→ **Assignment**
Even the shortest line counts, so transcribe all the data exactly.

- - - - -

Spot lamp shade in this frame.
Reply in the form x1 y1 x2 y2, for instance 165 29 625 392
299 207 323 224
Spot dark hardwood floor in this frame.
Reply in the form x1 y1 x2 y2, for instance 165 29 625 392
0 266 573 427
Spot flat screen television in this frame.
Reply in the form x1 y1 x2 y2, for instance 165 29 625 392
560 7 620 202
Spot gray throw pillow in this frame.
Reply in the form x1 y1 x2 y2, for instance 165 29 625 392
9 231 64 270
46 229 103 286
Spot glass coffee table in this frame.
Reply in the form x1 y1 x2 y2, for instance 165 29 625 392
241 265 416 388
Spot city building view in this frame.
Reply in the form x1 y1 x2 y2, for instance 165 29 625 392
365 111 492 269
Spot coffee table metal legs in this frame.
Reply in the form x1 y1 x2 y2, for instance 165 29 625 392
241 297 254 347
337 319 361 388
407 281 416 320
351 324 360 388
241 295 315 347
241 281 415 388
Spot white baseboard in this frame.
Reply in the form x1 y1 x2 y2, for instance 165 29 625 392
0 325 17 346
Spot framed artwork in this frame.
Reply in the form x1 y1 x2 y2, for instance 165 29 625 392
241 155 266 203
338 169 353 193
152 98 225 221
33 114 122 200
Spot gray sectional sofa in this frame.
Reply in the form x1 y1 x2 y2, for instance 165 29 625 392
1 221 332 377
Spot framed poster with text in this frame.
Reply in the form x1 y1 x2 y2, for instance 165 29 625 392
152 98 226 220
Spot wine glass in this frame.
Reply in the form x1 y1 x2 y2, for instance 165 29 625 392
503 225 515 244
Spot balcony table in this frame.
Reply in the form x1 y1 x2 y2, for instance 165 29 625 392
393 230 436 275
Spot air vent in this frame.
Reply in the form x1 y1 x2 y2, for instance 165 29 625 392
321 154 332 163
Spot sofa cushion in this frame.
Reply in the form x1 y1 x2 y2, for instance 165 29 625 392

- - - - -

→ **Problem solution**
Spot lamp shade in this frame.
Reply in the form x1 y1 x2 y2, for instance 165 29 625 392
299 207 323 224
Spot dark hardwood floor in this frame.
Reply in the form x1 y1 x2 y2, for instance 165 29 625 392
0 266 573 427
Spot flat screen television in this frame.
Reply in the form x1 y1 x2 y2, for instance 165 29 625 392
560 7 620 202
Spot gray throw pillow in this frame.
Reply in the form x1 y1 x2 y2, for instance 165 29 625 392
9 231 64 270
46 229 103 286
Spot glass coffee table in this frame.
Reply in the form x1 y1 x2 y2, for instance 165 29 625 392
241 265 416 388
Spot city building view in this frame.
Reply in the form x1 y1 x2 y2, for instance 165 29 625 392
365 111 492 269
Spot coffee table metal legs in this frame.
Reply in the form x1 y1 x2 y2, for instance 165 29 625 392
241 297 254 347
337 319 361 388
407 281 416 320
351 324 360 388
241 295 315 347
241 281 415 388
Spot white baseboard in this frame.
Reply in the form x1 y1 x2 y2, for instance 165 29 625 392
0 325 17 346
Spot framed artwork in this frame.
Reply in the form x1 y1 x2 y2, for instance 165 29 625 392
241 155 266 203
338 169 353 193
152 98 225 221
33 114 122 200
Spot gray sectional sofa in this frame.
Reply in the form x1 y1 x2 y2, for instance 165 29 625 392
1 221 332 377
Spot framed poster with text in this frame.
Reply in the form x1 y1 x2 y2, for instance 165 29 625 392
152 98 226 220
Spot wine glass in this frame.
Reply in the form x1 y1 x2 y2, for instance 165 29 625 392
503 225 515 244
Spot balcony table in this frame.
Reply in the form x1 y1 x2 y2, for instance 165 29 625 392
393 230 436 275
Spot air vent in this frame.
Reply in the form x1 y1 x2 y2, for instance 165 29 625 392
321 154 332 163
Spot sofa cushion in this frame.
Reply in the form x1 y1 x2 y2, for instance 165 29 625 392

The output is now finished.